— start of Selected passage —
Array[String[1]] # array of non empty strings, array may be empty
Array[String] # array of strings (possibly empty string), -"-
Array[String[1], 1] # non empty array of non empty strings

Read more here:
http://puppet-on-the-edge.blogspot.se/2014/02/the-puppet-type-system-blog-posts.html

> 5. In a custom function with the Puppet 4 API, is it possible to get the
> value of a variable in a module or of a fact? With the Puppet 3 API,
> it's possible with `lookupvar('xxx')` but it works no longer with the
> Puppet 4 API.
>

Access to the content of the calling scope is a bad idea for general
purpose code - it is far better to have pure functions (they process
what they are given as arguments and return a value).

It is possible to get either the closure_scope (the scope where the
function is defined), or the calling_scope. It is however required to
write a so called "system function", this because the API of the system
functions is more avanced, and that we may have reasons to change it in
the future. It is specified though (see language specification, an look
at the implementation of the more advanced functions (like the iterative
functions; each etc.)

Note that closure_scope is enough to lookup fully qualified variables
(and global variables). You invoke lookupvar on the closure_scope.

e.g. if you need a variable say $::osfamily

closure_scope.lookupvar('::osfamily')

If you really, really need the calling_scope, this shows you how:
https://github.com/puppetlabs/puppet-specifications/blob/master/language/func-api.md#calling-scope-support


> 6. In a custom function with Puppet 4 API, what is the difference between:
>
> call_function(:fail, "Error, blabla blabla")
>
> and
>
> call_function("fail", "Error, blabla blabla") ?
>

You should use the string form 'fail', not the symbol form (:fail).
There is no gain using the symbol form since the search for the function
will need to split up the name based on namespace anyway.

I also noted that you posted questions on my blog - I responded there as
well:
http://puppet-on-the-edge.blogspot.se/2015/01/puppet-40-data-in-modules-and.html?showComment=1434066591043#c2269583057836628025

You asked if it was a good idea to call hiera from within a data
function. And my response there was:

"There is a new function named lookup that combines the behavior of all
hiera functions, it is also aware of data in modules. It is a bad idea
to call hiera from within a data function because your default data is
then no longer default and your module has a dependency on hiera.
Instead, you let users simply override values either in their
environment, or in their global hiera. When you lookup a key
"class_a::param1", if it is defined in hiera, it wins over the default
data provided in the module. You can use the "lookup" function though -
it always looks up using both hiera and data in modules. Say your
module_a depends on module_b, and you want some default values in
module_a to use data configured for module_b - then you can use the
lookup function in your module_a::data() function. It will get the
correct (possibly overridden value) in the user's configuration. (If you
use hiera to do the same, it will not ever lookup inside the "data in
modules/environment" since it is a singleton global implementation
across all environments and modules. Alternatively, if you module_a is
designed to work with module_b, and both are using data functions you
can call module_b's data function directly (as a function), and pick up
values that you use a defaults in your module_a. This way you get the
defaults from module_b (not overridden by data in the environment, nor
in hiera). This relies on module_b::data() function being considered
part of module_b's API."
— end of Selected passage —
[What you will do]
a) From the Puppet forum reply, copy the text from "Access to the" to "return a value)." without changing a word.
b) In the Puppet forum reply, what two problems follow from calling hiera from within a data function?
— start of Stored rows —
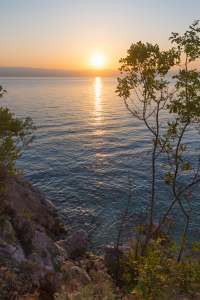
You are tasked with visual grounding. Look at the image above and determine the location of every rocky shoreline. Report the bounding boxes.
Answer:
[0,176,127,300]
[0,177,103,299]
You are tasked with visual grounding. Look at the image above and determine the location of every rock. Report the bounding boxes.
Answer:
[104,245,134,272]
[56,230,88,259]
[0,237,26,266]
[31,231,68,260]
[0,237,16,258]
[28,253,47,287]
[68,266,91,288]
[2,221,13,236]
[12,245,26,265]
[47,262,91,293]
[4,177,59,234]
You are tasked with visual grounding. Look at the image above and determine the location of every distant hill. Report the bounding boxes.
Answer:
[0,67,121,77]
[0,67,178,77]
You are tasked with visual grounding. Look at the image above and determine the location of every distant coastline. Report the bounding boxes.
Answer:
[0,67,121,77]
[0,66,177,77]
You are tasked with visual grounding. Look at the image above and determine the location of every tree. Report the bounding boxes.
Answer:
[116,21,200,261]
[0,86,36,183]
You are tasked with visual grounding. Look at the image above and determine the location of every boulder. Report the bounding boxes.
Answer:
[46,262,91,293]
[27,253,47,287]
[0,237,26,266]
[31,231,68,261]
[104,245,134,272]
[56,230,88,259]
[4,177,59,234]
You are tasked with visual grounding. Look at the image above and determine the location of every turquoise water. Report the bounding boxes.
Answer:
[0,78,200,248]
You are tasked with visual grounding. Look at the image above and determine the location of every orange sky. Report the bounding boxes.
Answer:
[0,0,200,70]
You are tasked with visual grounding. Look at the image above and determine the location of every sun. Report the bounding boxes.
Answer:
[91,54,104,67]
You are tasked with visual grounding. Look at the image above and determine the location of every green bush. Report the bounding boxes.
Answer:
[122,237,200,300]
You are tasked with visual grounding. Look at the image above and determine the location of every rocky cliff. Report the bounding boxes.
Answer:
[0,177,99,299]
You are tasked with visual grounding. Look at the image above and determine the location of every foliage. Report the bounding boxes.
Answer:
[120,237,200,300]
[0,90,36,182]
[116,21,200,260]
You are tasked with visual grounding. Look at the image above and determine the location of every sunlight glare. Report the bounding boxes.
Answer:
[92,54,104,67]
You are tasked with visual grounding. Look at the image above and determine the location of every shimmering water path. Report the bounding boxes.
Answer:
[0,78,199,248]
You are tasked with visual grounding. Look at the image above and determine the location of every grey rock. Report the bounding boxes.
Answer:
[56,230,88,258]
[104,245,134,272]
[32,231,68,260]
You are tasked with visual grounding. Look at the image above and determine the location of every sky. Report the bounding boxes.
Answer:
[0,0,200,70]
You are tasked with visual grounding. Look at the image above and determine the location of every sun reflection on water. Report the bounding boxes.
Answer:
[94,77,102,128]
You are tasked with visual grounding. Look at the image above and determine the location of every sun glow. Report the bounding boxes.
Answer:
[92,54,104,67]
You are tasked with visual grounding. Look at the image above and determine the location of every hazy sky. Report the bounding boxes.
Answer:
[0,0,200,70]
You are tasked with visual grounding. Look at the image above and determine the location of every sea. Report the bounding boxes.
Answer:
[0,77,200,253]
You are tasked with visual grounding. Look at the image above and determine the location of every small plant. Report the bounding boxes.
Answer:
[122,236,200,300]
[21,209,32,221]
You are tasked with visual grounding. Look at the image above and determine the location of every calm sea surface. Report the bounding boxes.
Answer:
[0,78,200,249]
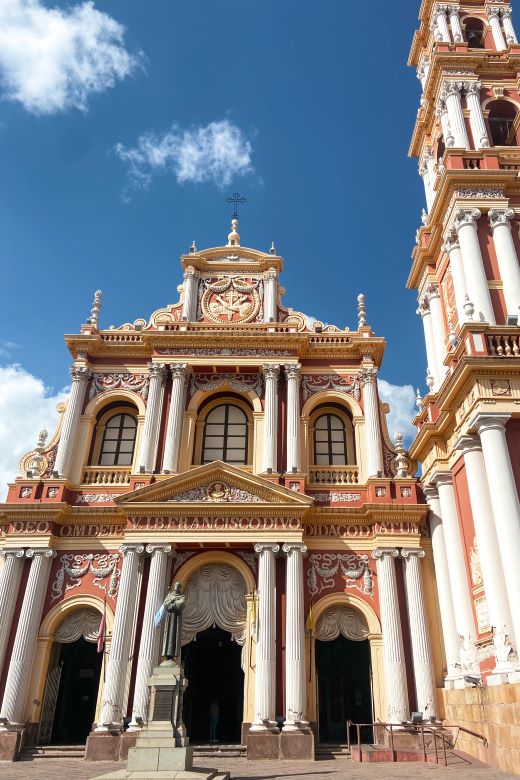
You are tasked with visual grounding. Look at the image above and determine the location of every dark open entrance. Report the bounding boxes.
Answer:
[316,635,373,743]
[50,637,103,745]
[182,628,244,744]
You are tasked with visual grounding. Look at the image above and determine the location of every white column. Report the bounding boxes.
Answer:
[182,266,198,322]
[417,296,440,392]
[487,8,507,51]
[163,363,188,474]
[95,544,144,731]
[282,542,309,731]
[54,365,90,478]
[285,363,302,473]
[433,472,476,660]
[444,229,468,327]
[470,415,520,660]
[435,100,455,149]
[442,81,469,149]
[448,5,464,43]
[453,209,495,325]
[264,268,278,322]
[401,549,437,720]
[433,5,450,43]
[262,364,280,474]
[466,81,490,149]
[139,363,165,474]
[456,436,513,672]
[0,548,56,725]
[372,548,410,723]
[128,544,172,731]
[424,487,460,680]
[488,209,520,315]
[0,548,25,674]
[428,284,446,387]
[502,8,518,45]
[361,368,385,477]
[251,543,280,731]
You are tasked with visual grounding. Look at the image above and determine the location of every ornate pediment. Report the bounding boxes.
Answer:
[115,461,313,511]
— end of Stored rows —
[Expected outputs]
a)
Access to the content of the calling scope is a bad idea for general
purpose code - it is far better to have pure functions (they process
what they are given as arguments and return a value).

b) The default data is then no longer default, and the module has a dependency on hiera.